JOB
Show every line in the items below that contains the word "grass".

MATERIAL PROVIDED
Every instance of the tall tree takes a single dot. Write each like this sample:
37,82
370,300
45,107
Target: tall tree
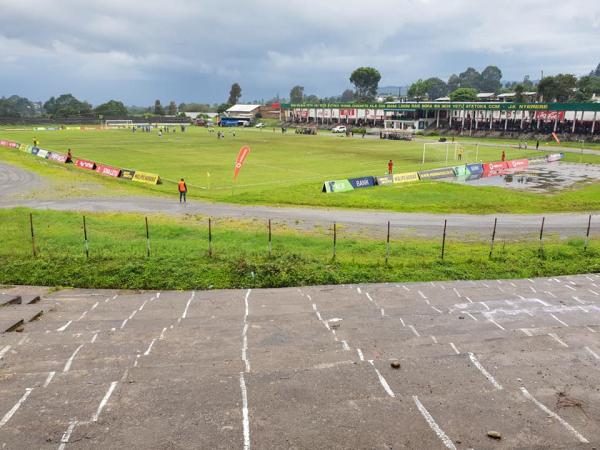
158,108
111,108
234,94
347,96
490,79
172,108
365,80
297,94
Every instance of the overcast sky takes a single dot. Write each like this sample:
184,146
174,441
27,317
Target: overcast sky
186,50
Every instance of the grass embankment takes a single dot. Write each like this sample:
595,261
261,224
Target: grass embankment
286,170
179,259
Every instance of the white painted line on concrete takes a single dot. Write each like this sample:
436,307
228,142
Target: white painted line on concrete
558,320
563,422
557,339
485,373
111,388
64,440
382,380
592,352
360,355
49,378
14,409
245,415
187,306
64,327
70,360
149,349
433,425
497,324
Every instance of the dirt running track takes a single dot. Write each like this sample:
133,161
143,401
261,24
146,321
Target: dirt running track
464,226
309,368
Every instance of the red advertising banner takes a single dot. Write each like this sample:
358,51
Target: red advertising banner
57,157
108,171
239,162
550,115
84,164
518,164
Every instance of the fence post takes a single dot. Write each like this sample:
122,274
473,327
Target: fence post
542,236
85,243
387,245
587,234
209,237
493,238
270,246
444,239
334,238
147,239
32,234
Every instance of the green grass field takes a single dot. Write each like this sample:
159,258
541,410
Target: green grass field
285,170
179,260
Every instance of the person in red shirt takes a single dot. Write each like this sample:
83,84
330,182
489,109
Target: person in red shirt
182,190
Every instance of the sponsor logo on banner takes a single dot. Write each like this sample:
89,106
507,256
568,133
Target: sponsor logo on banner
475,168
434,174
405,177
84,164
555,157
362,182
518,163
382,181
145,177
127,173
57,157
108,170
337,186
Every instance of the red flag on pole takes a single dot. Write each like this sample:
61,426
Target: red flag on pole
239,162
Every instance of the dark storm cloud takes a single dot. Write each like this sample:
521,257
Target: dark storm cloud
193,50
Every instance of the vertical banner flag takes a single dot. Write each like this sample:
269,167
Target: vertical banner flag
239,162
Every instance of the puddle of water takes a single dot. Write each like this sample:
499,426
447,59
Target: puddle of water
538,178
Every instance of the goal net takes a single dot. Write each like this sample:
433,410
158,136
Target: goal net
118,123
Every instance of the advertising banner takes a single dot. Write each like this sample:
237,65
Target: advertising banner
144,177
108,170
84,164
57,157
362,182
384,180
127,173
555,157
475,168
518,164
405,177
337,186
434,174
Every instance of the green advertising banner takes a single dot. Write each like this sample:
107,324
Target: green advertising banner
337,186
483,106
--
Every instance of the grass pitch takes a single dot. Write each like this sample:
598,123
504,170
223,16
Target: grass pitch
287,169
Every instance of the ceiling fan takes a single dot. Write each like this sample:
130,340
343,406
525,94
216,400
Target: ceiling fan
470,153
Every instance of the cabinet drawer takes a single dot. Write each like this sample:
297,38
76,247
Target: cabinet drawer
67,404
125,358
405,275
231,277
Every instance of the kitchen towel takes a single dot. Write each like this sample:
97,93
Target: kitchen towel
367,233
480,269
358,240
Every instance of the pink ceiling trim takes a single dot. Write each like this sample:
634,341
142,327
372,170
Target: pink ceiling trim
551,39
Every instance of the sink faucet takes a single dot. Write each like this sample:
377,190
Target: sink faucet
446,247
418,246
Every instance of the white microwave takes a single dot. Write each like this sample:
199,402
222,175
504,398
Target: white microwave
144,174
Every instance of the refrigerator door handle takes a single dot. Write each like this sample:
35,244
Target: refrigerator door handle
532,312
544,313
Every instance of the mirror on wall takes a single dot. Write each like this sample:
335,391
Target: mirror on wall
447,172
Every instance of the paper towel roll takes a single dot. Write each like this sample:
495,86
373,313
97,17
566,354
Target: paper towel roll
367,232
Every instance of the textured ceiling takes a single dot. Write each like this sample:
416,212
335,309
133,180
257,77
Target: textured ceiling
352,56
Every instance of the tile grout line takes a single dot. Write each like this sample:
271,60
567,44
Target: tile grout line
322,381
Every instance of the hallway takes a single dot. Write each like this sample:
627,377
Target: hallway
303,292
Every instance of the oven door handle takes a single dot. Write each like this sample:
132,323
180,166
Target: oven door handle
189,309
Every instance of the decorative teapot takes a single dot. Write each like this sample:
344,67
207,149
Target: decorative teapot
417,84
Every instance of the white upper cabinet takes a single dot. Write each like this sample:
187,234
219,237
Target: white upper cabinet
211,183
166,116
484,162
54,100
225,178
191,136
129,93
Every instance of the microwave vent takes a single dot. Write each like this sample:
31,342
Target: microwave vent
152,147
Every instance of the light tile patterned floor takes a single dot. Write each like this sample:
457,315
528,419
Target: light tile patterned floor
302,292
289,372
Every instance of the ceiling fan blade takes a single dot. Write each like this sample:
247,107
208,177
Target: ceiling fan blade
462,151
---
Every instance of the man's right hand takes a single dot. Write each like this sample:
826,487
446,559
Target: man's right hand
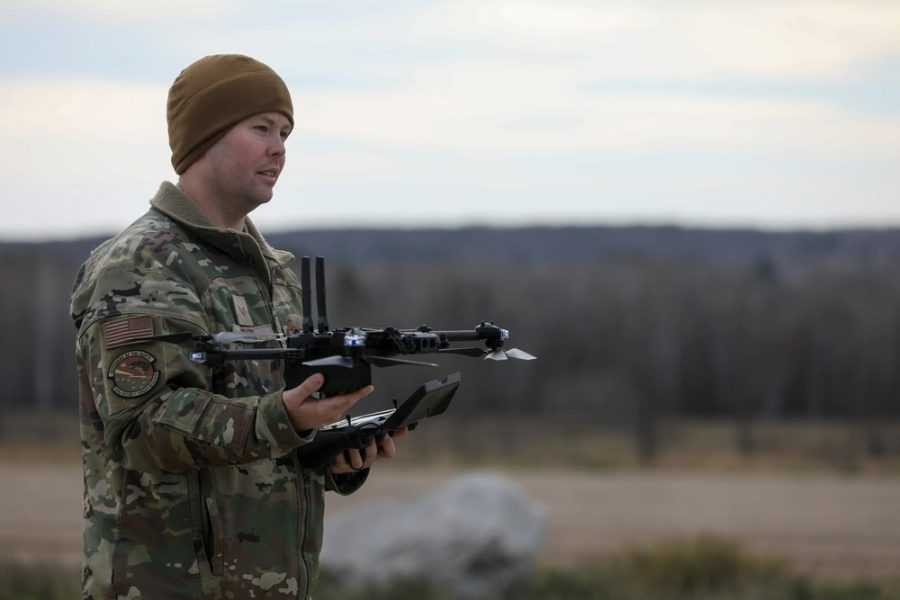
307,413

ANSWER TO THE TASK
Every instance of the grass embankment takes a single dot. Write each like this sample:
Target: grass embankment
Every instance of the green grass field takes a single dot. Write each like this sample:
Target: green grass field
Every instance of the grass pitch takes a single dot. Write each like this sample:
Target: grass pitch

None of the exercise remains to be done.